== EXERCISE ==
Report, copied in full, every line of the records below that contains the string "suit", treating uppercase and lowercase letters as distinct.

== RECORDED DATA ==
■ ■ ■
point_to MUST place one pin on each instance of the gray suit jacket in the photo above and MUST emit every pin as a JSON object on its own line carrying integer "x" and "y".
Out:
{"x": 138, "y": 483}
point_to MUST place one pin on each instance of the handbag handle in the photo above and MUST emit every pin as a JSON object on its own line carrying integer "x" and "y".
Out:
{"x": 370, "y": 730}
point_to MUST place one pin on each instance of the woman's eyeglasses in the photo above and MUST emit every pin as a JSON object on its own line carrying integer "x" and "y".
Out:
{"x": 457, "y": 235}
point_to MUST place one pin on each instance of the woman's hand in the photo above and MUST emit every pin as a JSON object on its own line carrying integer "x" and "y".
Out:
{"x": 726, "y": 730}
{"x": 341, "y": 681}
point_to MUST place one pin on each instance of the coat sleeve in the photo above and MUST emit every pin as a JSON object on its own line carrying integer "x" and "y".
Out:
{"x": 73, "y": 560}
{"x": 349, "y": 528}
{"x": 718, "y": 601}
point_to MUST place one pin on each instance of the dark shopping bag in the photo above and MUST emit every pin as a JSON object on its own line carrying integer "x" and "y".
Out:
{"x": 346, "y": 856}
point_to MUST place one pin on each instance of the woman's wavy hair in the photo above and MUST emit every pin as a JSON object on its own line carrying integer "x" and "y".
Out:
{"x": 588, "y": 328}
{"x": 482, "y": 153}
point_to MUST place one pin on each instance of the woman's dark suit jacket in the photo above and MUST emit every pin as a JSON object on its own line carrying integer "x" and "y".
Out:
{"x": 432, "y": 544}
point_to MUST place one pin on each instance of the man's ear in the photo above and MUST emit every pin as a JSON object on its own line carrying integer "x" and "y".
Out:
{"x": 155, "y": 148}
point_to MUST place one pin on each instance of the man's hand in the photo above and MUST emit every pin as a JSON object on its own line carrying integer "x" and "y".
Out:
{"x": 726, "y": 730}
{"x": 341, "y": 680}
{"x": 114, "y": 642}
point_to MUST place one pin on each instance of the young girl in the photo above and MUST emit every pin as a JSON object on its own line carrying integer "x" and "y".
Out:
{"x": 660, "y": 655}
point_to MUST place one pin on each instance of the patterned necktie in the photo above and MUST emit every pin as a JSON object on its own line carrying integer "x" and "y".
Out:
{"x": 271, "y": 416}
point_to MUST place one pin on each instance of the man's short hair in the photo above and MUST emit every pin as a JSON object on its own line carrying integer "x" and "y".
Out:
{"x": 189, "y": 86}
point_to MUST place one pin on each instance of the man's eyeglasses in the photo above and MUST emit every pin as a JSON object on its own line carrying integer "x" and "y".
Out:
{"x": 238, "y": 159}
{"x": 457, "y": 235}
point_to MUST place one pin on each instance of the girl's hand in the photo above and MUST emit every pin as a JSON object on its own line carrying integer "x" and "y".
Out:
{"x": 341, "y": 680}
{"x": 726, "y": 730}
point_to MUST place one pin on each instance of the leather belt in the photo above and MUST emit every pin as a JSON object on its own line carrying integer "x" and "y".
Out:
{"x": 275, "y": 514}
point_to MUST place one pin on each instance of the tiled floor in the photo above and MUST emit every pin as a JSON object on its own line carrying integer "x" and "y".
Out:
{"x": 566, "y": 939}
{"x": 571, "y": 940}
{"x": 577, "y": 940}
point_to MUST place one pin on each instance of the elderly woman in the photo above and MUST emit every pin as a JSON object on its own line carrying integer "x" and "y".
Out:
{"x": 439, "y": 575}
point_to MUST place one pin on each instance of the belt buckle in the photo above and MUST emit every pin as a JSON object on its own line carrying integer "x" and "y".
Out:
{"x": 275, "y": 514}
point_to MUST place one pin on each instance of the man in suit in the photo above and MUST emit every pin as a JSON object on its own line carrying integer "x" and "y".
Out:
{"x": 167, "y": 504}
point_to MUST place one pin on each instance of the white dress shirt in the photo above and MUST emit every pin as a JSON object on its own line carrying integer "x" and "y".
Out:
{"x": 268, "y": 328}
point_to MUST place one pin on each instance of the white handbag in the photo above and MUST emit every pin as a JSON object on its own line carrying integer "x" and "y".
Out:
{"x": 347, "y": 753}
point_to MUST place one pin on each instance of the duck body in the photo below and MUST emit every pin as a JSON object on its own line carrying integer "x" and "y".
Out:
■ ■ ■
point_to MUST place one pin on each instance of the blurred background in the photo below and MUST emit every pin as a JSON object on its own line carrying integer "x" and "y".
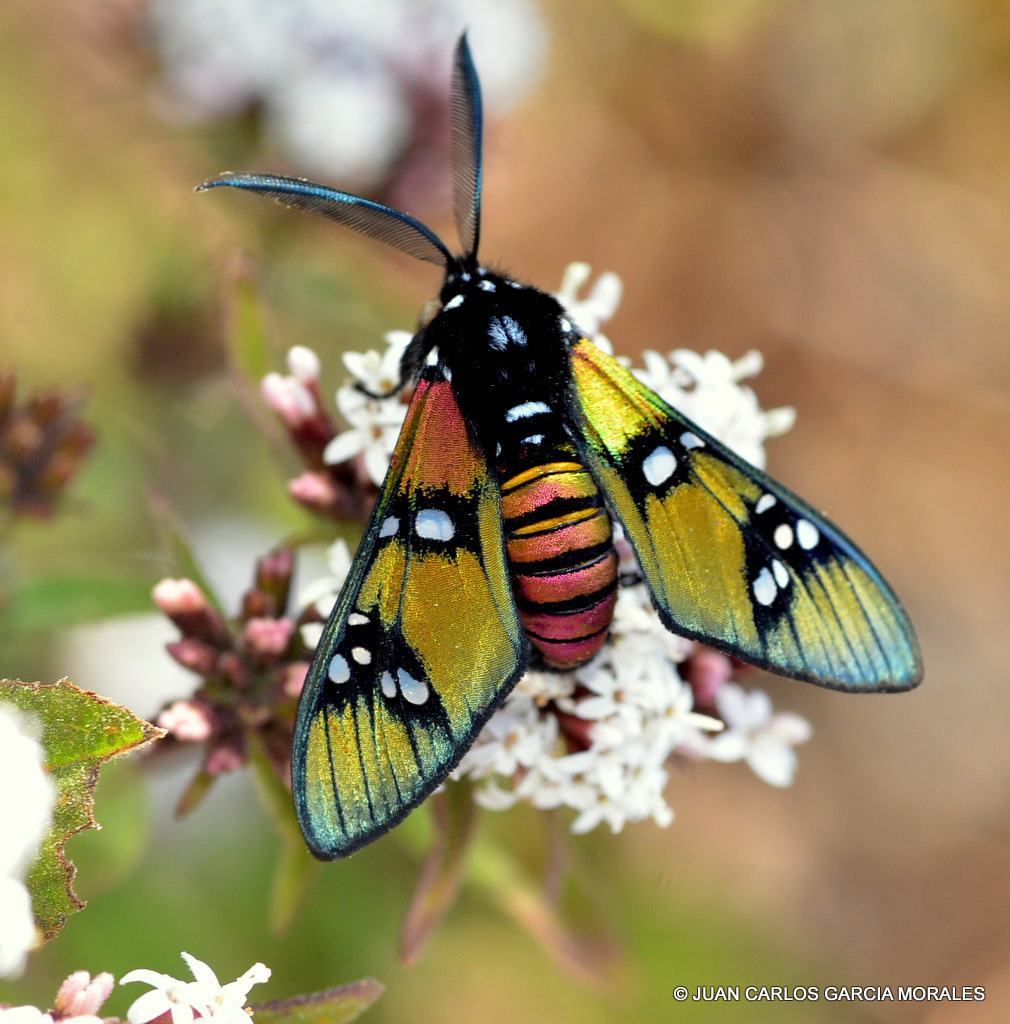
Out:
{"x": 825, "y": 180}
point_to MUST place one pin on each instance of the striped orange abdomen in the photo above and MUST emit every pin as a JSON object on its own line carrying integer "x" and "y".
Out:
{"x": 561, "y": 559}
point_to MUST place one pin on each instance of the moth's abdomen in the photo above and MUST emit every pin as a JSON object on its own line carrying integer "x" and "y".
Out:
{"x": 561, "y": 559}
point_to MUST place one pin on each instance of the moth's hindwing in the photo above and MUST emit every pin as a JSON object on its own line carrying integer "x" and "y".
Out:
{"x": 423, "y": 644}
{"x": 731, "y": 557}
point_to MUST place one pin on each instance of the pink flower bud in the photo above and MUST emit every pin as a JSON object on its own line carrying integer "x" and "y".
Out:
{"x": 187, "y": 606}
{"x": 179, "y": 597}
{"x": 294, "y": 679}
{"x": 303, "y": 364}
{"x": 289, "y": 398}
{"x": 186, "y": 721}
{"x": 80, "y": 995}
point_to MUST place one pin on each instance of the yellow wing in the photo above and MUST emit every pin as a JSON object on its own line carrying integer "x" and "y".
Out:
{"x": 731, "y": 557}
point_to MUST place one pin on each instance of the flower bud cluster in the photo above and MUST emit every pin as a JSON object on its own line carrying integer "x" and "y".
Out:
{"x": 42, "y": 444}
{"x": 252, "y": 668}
■ ■ ■
== SOLUTION BELOW ==
point_to MUST place one pin on each instance of the gray suit jacket in the photo above and MUST emit every pin as a JSON object on its own line carrying integer "x" and "y".
point_to MUST place one pin on each instance of the woman's dark suit jacket in the photo above and MUST emit every pin as a JSON object on its own line carrying integer "x" and "y".
point_to MUST place one pin on each instance of the man in suit in the photo above and MUST emit every pin as a JSON object on its own line carrying integer "x" and "y".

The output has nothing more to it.